_EXERCISE GOAL_. Using the listing below, please count the lines that contain the string "mesh". Only the number is wanted.
--- START ---
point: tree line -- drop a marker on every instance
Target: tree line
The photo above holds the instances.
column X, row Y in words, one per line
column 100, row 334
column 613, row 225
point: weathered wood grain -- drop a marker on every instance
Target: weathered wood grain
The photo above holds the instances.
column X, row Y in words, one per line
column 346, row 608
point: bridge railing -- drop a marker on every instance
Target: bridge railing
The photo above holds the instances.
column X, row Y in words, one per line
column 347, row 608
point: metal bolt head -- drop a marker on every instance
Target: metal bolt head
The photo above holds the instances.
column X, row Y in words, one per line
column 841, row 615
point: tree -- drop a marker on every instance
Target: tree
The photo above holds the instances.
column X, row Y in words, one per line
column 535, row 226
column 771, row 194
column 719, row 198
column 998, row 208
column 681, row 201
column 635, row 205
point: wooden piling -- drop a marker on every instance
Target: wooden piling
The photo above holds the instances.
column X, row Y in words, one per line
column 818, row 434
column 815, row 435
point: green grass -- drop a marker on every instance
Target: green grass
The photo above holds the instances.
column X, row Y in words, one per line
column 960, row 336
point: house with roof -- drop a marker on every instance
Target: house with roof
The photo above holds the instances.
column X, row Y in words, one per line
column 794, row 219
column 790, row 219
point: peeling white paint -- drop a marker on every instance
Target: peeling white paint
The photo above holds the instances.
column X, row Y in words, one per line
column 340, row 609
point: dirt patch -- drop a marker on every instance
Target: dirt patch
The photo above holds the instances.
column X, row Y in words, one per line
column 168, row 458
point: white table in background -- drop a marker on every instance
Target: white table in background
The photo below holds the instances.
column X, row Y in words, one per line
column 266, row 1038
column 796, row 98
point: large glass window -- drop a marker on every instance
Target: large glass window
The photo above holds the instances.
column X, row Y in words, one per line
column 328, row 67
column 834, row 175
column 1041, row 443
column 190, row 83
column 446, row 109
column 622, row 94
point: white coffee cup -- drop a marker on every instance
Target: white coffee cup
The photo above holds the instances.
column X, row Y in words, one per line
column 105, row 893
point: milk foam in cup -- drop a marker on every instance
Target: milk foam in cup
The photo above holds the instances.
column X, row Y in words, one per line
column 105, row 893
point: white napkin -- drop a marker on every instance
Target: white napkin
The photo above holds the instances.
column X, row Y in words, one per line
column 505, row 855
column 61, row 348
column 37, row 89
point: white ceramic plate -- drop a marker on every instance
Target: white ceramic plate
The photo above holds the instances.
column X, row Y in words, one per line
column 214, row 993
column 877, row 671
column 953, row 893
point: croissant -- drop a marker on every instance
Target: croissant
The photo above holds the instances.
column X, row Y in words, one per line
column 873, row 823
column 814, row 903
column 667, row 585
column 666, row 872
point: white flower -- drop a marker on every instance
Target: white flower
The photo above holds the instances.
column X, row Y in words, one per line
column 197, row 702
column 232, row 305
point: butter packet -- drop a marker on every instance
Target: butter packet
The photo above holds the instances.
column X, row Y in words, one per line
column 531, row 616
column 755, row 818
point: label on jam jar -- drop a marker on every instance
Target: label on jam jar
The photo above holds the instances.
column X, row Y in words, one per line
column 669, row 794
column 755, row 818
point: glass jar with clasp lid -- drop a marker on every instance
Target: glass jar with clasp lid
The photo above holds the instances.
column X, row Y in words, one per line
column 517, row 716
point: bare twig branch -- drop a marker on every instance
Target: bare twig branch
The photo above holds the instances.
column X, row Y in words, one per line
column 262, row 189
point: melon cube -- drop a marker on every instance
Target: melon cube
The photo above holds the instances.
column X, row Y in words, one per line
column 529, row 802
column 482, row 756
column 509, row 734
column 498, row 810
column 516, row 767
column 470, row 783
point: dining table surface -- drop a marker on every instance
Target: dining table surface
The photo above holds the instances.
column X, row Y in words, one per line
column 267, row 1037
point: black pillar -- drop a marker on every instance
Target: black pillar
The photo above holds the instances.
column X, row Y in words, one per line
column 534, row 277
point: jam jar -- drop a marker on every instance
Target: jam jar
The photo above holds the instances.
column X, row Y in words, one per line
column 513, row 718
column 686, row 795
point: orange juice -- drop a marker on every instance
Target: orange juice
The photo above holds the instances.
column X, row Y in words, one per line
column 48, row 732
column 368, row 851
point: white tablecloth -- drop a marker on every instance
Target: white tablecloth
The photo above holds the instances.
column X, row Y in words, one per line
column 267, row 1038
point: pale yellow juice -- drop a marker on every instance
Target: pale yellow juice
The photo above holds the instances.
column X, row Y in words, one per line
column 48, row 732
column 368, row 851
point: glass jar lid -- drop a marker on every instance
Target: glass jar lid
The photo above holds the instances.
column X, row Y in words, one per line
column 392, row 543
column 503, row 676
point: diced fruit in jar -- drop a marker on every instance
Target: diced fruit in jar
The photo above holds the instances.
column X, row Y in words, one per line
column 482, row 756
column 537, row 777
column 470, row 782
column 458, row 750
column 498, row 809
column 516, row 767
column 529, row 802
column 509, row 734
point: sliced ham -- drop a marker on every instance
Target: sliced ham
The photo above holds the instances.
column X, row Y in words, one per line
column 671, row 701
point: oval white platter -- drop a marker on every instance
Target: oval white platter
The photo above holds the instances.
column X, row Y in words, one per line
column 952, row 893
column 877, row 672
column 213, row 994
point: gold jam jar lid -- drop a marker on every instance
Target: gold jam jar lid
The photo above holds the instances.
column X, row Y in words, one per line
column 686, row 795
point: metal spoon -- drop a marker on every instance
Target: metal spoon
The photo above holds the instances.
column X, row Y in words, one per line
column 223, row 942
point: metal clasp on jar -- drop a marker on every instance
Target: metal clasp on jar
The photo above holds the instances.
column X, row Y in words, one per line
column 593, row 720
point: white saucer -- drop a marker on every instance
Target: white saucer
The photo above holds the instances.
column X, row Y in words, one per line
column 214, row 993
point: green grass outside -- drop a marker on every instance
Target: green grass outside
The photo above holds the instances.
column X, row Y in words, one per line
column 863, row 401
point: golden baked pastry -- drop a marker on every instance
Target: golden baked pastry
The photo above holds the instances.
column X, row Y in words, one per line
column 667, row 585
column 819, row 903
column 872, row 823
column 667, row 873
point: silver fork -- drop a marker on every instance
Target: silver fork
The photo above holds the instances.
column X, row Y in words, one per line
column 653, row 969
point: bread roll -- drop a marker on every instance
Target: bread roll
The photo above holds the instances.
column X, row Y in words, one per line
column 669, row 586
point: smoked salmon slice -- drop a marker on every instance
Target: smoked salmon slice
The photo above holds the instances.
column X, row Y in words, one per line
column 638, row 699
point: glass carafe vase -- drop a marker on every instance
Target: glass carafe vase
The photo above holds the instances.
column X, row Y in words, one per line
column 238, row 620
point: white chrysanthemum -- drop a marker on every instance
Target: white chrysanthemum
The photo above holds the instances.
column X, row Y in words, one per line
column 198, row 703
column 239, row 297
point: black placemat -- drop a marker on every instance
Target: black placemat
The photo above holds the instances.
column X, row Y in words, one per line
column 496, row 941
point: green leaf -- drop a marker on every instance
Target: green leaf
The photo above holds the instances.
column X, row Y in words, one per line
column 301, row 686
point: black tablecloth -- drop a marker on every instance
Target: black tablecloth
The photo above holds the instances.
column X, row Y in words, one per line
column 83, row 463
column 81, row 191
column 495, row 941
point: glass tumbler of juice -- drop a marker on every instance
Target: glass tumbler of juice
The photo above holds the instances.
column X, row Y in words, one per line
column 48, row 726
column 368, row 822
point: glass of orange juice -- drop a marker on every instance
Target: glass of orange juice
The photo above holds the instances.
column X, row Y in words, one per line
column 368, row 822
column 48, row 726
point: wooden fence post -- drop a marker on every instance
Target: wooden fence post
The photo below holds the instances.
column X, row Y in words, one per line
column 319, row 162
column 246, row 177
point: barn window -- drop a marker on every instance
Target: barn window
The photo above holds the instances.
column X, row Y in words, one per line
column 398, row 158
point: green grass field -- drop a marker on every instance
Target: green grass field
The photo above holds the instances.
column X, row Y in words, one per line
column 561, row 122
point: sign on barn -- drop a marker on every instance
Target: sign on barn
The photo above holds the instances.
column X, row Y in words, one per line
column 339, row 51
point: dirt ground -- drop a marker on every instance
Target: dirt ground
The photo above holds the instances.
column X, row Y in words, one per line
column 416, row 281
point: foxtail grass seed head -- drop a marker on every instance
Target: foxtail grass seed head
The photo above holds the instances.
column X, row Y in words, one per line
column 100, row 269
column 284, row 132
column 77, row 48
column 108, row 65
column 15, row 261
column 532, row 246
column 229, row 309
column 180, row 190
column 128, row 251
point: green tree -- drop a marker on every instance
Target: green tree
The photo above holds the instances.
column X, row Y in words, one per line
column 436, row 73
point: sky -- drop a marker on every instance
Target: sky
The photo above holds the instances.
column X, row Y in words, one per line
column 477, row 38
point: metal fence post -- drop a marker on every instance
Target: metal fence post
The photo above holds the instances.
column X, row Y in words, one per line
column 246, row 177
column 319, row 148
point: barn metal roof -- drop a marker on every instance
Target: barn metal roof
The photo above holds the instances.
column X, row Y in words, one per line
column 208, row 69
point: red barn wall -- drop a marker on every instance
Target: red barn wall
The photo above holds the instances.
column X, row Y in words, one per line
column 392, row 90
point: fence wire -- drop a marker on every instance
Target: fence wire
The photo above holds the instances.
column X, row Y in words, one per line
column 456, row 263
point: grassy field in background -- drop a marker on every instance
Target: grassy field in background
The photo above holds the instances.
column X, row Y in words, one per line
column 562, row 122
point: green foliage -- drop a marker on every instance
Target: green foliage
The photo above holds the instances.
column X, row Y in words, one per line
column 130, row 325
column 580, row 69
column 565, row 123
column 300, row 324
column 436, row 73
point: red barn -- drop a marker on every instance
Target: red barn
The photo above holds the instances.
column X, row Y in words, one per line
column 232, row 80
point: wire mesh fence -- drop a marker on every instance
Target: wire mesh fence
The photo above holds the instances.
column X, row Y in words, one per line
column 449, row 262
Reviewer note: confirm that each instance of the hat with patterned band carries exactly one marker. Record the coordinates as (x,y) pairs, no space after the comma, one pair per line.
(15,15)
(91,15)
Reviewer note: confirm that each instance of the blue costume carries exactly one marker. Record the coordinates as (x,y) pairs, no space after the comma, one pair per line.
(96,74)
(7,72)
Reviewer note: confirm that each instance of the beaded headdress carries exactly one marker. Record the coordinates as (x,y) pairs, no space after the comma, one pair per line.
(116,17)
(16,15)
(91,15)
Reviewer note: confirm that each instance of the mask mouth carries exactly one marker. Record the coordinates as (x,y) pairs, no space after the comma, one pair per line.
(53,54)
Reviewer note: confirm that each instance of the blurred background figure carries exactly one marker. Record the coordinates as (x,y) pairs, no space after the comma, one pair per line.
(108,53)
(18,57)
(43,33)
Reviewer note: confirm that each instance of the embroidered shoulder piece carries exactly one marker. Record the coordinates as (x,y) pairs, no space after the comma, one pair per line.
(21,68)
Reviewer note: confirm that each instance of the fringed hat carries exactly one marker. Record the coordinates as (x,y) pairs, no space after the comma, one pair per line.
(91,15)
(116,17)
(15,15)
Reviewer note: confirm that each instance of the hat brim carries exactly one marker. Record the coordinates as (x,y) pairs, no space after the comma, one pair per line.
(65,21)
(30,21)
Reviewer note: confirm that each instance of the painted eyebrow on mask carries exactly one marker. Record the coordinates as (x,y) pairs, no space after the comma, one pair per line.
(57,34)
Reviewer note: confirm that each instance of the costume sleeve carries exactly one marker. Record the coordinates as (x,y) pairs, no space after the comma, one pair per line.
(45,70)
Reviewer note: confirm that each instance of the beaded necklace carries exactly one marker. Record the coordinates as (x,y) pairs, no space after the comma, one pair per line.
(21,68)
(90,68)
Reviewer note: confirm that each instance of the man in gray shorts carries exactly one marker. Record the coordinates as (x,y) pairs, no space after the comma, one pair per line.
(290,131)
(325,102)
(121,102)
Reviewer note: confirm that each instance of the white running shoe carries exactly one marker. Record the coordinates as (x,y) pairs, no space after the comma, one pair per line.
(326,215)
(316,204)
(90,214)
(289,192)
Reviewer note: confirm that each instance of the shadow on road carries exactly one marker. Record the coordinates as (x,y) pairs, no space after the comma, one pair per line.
--- END ---
_ANSWER FOR THIS EXERCISE_. 2